_Supplied text:_

◇ ◇ ◇ ◇

What happens as a result of this avoidance of "transaction" costs is that the industry needs to be defined and controlled through the traditional hierarchy's command and control structure. One of the key points that Langlois et al is providing evidence of is, transaction costs are used by the market to provide the oil and gas producer with what it needs in an entrepreneurial manner. The market is able to anticipate and make the determination of where the industry is heading and will work to anticipate and capture the future demands of the producer.
Langlois et al states that with the automation of transactions through the current Information Technologies. Transaction costs can be reduced to an immaterial level. This provides industry with evidence and a means to move from transfers within organizations, to transactions in markets.
It is at this point that I want to assert how damaging an economic model it can be when an industry is based on "transfers" instead of "transactions". In Calgary a few years ago many of the Drilling suppliers found their capacity utilization hit 100%. However, the market demand may have been at approximately 125% of capacity. Based on the history of the ups and downs in the market, the drillers were very hesitant to invest to increase their capacity. Recall that surplus capacity in any industry can become one of the largest fixed costs of a firm. Hence the producers who were needing the increased drilling capacity commissioned and paid for drilling rigs for their exclusive use. The drilling contractor would operate the new rigs for the producer on the basis of the producer's needs.
Why this type of "transaction" should be avoided is based directly on the Langlois et al theories that we have learned to date. The driller and his competitors, and most importantly the new drillers seeking to enter the business, seeing a new dynamic in the capacity increases and utilization, lost all incentive to take a risk in the market. Bringing a new rig or new technology to the marketplace would be too risky for any new player. What the producer signalled to the entire industry is that the hierarchies would now micro manage a drilling division due to the investment in drilling rigs. These types of "messages" are what Langlois et al is speaking about. The wrong message is being sent to both the competitive supplier side and the producer side. If producer A is willing to buy his own rigs, then producer B will have to do the same to have his wells drilled. The supplier marketplace, seeing that it is now possible to defer the risk and capital costs of new capacities to the industry will sit back and await the time for a producer to ask for the next great innovation. This is how the western capitalist marketplace begins to take on characteristics of the former Soviet Union.
In this scenario of market "transfers" it has become very difficult due to the lack of innovation and capabilities focus. The large producers don't understand why the marketplace can't accommodate its needs, and therefore feels compelled to get things done on its own. This is in essence what their large capital cost overruns are symptomatic of. Until an oil and gas producer does something to make the situation better by intervening in their suppliers marketplaces, nothing gets done.
The ability and capability of the management of the producers to deal and manage with the problems of the entire marketplace are as a result of what Langlois at al speaks of. The micromanagement of an entire industry, its suppliers and employees is not the domain of the producers hierarchical management. It is the responsibility of the market place left to resolve its own difficulties. That this has not been done for so long in the oil and gas industry only makes it look like there is strong demand for the producers management. This is false, it is an illusion. What is needed is the producers to signal to the marketplace in its entirety, that the innovative and risk oriented marketplace is what is necessary for all concerned to prosper in this new age.

◇ ◇ ◇ ◇

_Provided data:_
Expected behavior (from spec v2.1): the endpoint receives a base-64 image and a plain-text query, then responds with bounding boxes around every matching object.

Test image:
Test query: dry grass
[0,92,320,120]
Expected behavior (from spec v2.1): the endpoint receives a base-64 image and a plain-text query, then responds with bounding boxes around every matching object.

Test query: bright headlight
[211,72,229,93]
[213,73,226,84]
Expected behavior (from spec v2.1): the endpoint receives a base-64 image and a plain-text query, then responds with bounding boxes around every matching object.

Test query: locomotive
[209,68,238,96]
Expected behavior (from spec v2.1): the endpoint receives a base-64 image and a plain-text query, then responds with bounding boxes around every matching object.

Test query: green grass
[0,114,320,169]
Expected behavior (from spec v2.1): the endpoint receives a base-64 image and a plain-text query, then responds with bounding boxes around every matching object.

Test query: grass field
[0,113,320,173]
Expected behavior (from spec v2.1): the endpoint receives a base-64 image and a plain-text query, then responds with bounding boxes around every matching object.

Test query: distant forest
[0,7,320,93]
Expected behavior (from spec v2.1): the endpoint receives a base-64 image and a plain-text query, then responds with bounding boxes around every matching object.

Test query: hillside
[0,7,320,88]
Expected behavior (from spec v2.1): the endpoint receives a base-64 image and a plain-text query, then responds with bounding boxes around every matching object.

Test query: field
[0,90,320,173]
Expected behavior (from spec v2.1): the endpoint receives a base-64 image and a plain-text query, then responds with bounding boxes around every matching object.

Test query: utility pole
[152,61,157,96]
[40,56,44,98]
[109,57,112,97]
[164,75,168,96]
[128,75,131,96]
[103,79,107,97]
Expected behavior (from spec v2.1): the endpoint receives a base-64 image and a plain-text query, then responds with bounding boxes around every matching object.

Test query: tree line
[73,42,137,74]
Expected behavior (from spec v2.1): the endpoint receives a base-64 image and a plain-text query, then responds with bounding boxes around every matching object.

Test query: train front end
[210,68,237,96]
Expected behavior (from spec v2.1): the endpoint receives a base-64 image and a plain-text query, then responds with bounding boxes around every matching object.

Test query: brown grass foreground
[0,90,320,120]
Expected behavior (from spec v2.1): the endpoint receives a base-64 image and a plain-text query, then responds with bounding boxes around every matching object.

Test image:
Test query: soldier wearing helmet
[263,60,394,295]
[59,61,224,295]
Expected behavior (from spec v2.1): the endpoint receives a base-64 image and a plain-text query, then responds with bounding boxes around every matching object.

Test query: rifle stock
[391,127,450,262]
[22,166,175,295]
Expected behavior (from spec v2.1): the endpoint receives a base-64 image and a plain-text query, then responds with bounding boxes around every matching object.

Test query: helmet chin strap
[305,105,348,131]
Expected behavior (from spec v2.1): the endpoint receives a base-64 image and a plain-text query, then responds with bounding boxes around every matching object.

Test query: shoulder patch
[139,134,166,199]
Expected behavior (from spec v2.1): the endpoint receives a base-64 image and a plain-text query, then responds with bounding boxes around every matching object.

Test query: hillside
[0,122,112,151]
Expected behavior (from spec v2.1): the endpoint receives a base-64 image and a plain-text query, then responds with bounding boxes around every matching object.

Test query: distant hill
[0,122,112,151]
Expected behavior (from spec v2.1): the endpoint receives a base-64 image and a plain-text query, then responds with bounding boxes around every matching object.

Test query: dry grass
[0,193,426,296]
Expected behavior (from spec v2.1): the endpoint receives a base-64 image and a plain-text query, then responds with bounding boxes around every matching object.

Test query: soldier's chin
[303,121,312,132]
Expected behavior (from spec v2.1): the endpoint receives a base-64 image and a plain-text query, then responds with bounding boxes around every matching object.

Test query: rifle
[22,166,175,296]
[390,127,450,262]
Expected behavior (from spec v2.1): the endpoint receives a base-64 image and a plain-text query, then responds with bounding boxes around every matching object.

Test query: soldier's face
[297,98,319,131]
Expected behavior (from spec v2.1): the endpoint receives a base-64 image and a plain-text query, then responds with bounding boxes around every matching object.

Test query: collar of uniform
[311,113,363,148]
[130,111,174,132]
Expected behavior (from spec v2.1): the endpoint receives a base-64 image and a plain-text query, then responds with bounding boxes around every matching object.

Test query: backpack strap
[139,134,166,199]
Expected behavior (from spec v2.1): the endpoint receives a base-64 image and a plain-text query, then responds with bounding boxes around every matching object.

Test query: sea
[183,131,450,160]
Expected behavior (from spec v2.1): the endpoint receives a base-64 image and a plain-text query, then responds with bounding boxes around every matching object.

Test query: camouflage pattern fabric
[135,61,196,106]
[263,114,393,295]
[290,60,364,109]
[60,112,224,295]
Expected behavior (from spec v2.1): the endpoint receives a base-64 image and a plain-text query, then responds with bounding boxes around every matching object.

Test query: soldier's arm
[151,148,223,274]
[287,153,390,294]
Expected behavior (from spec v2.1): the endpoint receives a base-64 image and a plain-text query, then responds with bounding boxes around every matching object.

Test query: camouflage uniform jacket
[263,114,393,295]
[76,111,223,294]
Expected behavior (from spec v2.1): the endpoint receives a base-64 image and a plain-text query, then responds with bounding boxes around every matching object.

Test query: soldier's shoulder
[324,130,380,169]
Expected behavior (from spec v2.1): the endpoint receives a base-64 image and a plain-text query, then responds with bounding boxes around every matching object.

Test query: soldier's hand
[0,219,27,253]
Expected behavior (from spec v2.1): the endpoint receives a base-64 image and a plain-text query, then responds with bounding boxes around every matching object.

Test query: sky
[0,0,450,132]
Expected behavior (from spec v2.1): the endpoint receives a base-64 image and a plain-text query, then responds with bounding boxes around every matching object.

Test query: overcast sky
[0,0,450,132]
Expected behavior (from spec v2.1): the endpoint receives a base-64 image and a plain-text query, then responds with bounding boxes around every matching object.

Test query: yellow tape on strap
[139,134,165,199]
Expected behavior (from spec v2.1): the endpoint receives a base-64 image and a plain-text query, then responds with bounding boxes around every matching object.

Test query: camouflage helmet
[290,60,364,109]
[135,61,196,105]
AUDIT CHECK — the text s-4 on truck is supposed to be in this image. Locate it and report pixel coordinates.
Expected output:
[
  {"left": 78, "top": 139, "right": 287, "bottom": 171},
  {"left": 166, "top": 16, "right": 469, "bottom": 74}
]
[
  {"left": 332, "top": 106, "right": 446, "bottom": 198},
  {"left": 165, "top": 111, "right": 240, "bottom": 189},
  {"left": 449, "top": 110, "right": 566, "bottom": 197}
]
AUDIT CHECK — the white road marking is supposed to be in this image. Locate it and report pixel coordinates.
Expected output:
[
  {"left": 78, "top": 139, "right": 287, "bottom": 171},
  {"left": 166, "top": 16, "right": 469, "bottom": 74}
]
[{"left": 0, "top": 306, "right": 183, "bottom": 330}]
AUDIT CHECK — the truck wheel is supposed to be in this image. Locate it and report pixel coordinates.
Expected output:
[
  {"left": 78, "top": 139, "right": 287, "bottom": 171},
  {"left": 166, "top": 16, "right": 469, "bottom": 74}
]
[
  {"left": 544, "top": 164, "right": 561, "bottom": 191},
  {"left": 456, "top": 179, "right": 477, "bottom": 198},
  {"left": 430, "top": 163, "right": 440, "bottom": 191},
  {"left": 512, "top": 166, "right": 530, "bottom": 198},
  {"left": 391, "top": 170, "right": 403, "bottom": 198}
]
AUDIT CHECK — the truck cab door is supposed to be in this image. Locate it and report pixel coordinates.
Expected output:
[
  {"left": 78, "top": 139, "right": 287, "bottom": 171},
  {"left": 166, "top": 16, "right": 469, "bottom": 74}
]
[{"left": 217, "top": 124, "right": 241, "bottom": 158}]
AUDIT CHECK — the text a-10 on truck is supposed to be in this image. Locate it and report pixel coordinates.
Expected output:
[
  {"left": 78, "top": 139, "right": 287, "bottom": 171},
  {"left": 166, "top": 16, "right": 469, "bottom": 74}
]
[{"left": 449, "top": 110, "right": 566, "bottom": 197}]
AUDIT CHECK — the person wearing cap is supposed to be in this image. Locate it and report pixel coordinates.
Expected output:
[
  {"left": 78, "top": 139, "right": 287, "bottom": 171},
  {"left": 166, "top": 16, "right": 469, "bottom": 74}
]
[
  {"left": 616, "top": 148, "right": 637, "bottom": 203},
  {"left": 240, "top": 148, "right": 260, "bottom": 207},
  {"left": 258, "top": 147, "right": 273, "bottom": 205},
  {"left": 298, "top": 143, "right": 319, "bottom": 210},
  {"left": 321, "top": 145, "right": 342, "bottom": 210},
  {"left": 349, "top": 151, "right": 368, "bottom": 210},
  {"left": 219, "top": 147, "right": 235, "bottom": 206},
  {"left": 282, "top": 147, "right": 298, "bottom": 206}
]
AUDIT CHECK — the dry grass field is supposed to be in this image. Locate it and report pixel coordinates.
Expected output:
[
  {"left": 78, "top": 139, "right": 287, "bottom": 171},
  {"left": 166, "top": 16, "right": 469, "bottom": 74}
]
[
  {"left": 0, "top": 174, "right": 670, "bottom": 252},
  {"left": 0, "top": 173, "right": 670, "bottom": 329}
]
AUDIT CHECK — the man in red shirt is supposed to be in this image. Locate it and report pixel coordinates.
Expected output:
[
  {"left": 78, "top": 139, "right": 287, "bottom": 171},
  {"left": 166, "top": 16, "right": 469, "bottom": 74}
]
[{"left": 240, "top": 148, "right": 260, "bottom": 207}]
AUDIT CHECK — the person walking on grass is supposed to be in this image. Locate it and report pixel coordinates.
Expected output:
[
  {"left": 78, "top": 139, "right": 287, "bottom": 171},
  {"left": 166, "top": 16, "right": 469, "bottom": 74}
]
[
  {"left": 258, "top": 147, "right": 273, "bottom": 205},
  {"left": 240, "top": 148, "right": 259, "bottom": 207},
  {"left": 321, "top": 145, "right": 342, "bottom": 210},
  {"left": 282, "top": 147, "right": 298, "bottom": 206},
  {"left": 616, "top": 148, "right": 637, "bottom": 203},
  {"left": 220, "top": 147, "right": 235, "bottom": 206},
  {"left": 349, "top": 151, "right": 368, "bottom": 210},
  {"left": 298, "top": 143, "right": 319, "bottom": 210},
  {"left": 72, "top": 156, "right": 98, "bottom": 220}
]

◇ ◇ ◇ ◇

_Work order A:_
Translate this sentence from the passage on transaction costs into Spanish: "Recall that surplus capacity in any industry can become one of the largest fixed costs of a firm."
_Work order B:_
Using the passage on transaction costs, explain in one to three sentences why the drillers in Calgary were hesitant to invest in more capacity even though demand exceeded it.
_Work order C:_
Reproduce the portion of the passage on transaction costs between "Langlois et al states" and "transactions in markets.", inclusive.

_Answer box A:_
Recuerde que la capacidad excedente en cualquier industria puede convertirse en uno de los mayores costos fijos de una empresa.

_Answer box B:_
Given the market's history of ups and downs, the drillers were wary of expanding. Surplus capacity in any industry can become one of a firm's largest fixed costs.

_Answer box C:_
Langlois et al states that with the automation of transactions through the current Information Technologies. Transaction costs can be reduced to an immaterial level. This provides industry with evidence and a means to move from transfers within organizations, to transactions in markets.